- _SHORT TASK_:
Collect each line of the listing below that contains the word "pegboard", and copy those lines without change.

(Entries from a point annotation set)

# # #

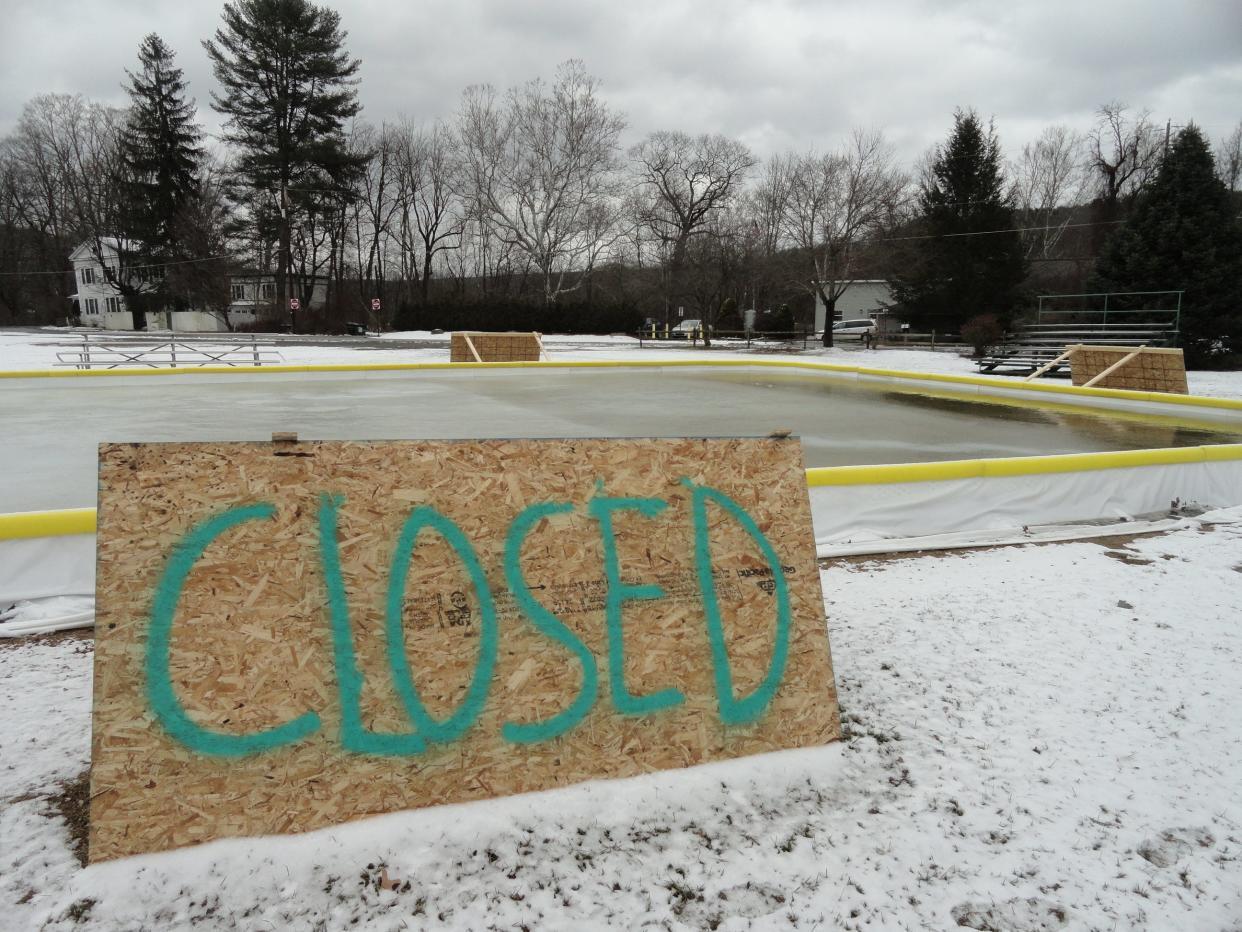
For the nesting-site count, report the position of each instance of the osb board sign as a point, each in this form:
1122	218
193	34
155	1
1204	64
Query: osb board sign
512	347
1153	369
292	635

# # #

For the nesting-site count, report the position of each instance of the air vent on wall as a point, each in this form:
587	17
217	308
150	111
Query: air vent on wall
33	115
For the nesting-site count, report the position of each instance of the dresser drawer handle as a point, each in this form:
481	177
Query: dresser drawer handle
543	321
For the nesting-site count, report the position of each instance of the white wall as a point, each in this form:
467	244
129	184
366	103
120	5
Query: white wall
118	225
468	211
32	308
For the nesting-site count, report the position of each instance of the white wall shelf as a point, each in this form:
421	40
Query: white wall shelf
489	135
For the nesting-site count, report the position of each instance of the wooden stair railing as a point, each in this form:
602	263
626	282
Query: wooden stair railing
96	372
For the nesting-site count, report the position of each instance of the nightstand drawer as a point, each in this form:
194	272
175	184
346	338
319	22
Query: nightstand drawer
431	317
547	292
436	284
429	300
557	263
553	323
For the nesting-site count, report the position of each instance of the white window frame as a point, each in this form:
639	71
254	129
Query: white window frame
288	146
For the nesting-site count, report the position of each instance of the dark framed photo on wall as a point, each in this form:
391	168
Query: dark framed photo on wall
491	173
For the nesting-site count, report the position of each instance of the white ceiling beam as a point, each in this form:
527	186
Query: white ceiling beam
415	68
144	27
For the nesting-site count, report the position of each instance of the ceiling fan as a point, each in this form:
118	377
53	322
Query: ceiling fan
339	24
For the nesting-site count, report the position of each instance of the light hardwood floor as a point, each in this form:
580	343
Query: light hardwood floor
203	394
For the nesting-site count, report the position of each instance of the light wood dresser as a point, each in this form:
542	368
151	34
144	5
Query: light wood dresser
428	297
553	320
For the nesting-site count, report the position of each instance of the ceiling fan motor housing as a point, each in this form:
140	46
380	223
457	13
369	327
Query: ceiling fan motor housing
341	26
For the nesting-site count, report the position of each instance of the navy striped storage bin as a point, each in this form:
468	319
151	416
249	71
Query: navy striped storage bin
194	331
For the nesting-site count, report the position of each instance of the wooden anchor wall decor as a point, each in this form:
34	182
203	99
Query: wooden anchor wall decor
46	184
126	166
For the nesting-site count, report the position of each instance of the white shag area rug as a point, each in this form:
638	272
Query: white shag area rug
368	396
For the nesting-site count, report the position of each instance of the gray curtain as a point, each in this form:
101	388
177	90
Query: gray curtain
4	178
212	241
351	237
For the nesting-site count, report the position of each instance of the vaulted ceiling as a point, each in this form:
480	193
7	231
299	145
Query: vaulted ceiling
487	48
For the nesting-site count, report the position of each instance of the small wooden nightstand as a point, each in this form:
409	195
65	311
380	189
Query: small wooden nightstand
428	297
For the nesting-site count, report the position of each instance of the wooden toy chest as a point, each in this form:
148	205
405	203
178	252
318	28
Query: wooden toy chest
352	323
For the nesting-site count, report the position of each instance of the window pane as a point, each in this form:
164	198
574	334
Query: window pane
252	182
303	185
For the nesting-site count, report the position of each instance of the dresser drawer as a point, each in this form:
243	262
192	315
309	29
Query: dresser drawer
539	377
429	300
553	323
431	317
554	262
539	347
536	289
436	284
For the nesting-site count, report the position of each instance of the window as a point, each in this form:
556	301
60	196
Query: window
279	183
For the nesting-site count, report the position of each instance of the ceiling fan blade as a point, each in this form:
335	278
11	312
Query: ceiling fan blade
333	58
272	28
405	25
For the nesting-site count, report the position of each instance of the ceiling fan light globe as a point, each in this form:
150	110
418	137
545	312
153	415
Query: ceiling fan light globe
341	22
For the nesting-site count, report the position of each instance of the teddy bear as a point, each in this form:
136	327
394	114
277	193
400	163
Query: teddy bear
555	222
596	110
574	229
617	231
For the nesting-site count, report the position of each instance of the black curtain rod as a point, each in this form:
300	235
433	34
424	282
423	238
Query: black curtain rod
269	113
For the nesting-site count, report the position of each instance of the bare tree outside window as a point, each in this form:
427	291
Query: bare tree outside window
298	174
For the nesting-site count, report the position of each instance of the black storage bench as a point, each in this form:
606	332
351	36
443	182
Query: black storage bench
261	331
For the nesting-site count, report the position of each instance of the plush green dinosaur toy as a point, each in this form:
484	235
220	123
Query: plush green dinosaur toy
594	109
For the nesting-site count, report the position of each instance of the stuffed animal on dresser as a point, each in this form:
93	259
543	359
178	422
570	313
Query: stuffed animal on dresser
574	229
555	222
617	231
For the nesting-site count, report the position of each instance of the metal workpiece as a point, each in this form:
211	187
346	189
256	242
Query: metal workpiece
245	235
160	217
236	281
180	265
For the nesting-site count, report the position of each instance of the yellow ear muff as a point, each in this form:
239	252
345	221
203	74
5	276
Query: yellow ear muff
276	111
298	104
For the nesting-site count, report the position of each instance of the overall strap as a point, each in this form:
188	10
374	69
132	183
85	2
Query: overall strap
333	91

# # #

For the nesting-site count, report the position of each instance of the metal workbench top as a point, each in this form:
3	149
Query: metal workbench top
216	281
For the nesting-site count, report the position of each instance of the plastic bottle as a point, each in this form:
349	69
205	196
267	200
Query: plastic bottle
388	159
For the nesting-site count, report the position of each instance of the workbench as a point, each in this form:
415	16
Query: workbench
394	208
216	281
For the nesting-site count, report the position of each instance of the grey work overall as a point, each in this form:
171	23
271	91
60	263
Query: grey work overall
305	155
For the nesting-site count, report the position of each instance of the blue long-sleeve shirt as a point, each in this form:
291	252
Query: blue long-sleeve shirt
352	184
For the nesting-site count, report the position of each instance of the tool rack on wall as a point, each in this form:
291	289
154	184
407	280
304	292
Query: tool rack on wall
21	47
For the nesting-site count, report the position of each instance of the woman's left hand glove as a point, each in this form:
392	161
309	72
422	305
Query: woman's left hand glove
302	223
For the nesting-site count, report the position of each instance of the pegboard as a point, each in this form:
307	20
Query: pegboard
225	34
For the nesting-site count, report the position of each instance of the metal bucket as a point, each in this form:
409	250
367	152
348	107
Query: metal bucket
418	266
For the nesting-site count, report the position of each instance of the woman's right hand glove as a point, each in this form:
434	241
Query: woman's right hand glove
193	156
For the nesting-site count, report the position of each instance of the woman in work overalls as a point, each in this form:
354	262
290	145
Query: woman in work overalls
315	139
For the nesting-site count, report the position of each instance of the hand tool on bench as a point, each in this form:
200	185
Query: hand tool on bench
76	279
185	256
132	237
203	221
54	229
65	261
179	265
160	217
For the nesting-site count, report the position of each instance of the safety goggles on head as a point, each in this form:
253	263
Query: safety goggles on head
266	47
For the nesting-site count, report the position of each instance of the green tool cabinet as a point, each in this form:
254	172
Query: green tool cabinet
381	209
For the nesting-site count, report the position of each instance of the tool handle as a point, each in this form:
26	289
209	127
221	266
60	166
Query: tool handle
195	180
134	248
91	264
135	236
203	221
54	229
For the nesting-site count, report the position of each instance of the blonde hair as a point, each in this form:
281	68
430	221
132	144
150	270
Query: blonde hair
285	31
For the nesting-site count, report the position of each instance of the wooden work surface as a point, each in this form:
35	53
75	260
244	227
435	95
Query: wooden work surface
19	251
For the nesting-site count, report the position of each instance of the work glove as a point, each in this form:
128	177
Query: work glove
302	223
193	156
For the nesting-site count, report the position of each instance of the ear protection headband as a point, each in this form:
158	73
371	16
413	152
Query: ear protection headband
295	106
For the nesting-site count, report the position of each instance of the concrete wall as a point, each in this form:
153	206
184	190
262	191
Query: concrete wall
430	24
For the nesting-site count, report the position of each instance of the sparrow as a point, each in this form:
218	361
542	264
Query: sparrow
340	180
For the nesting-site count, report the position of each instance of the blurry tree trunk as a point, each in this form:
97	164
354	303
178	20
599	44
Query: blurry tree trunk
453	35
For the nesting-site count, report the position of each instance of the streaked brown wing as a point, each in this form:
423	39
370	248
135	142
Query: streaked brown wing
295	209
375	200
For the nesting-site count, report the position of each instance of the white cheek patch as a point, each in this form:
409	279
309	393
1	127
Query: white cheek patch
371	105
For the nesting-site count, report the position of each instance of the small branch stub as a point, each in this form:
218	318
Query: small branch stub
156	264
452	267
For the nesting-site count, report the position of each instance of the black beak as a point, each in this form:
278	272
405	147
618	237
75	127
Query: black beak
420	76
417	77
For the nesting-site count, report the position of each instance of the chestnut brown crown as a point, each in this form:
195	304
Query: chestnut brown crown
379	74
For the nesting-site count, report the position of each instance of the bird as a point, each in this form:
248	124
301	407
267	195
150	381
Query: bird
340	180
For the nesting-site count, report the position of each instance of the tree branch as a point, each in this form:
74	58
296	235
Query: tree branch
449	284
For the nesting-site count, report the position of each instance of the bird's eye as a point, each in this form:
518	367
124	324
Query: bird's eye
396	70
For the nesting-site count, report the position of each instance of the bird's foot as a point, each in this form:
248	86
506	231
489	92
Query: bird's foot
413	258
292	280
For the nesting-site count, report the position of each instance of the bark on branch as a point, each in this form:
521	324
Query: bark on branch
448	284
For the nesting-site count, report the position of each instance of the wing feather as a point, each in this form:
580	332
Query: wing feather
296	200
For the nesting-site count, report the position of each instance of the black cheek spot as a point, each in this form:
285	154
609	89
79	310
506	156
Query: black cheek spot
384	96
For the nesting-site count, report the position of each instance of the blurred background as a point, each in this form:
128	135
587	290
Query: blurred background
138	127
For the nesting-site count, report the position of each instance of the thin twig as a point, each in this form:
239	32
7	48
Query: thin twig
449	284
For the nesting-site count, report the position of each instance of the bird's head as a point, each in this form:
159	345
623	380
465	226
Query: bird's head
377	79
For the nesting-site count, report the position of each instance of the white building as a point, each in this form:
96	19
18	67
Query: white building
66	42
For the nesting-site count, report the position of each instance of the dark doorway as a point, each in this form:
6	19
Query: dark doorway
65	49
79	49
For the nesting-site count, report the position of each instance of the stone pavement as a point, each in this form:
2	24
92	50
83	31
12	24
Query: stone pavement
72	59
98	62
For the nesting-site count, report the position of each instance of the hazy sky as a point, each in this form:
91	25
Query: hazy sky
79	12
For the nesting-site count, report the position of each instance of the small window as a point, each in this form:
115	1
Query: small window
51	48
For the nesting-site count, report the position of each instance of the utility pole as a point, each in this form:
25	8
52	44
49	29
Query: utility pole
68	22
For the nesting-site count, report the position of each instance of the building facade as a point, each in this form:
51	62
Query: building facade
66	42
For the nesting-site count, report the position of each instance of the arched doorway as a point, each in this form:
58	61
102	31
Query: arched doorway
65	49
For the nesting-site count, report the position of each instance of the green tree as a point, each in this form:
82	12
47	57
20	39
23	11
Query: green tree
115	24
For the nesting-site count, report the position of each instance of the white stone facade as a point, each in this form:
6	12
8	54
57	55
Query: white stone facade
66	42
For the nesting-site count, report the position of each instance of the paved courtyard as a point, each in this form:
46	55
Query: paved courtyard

# # #

- _ANSWER TO THIS EXERCISE_:
For the nesting-site count, report the position of each instance of the pegboard as a point, each in this form:
Query: pegboard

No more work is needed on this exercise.